#### [What you have to do]
Output the lines starting at the line containing "the megaphone cone" and ending at the end of the lines as a two-column CSV with the headers input and output. Each row should hold one line's text and the coordinates that follow it, each in a single quoted field with line breaks replaced by spaces.

━━━ Supplied material

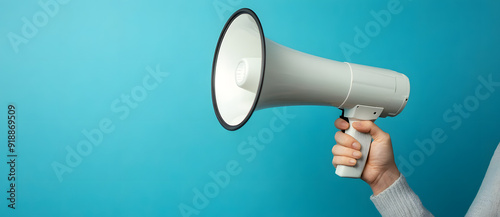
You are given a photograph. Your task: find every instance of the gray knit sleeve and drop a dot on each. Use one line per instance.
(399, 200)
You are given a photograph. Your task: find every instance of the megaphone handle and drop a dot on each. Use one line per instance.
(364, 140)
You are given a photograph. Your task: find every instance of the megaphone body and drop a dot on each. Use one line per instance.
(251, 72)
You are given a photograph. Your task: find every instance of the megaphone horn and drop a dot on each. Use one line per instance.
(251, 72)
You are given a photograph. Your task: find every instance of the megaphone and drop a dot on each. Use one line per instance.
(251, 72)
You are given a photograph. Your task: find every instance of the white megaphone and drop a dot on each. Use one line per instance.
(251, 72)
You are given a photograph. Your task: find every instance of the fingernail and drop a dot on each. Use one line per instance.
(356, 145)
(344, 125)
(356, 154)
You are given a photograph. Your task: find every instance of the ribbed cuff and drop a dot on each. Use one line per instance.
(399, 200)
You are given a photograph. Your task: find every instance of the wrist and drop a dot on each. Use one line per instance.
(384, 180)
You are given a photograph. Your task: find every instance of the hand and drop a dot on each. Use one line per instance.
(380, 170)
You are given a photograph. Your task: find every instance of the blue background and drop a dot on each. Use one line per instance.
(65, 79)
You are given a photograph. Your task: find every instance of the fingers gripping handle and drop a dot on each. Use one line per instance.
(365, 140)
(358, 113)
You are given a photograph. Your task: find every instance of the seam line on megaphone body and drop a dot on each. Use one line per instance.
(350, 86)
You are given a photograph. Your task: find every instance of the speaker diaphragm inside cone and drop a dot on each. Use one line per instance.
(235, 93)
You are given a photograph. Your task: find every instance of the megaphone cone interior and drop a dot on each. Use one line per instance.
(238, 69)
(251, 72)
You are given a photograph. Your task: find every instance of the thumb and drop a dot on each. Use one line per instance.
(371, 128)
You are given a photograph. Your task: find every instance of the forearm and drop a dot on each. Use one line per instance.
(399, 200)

━━━━━━

#### [Result for this task]
input,output
"You are given a photograph. Your task: find every instance of the megaphone cone interior and drop a dot on each. Use one line per instance.","(238, 69) (251, 72)"
"You are given a photograph. Your task: find every instance of the thumb and drop a dot on each. Use one line per instance.","(371, 128)"
"You are given a photograph. Your task: find every instance of the forearm and drop a dot on each. Use one line per instance.","(399, 200)"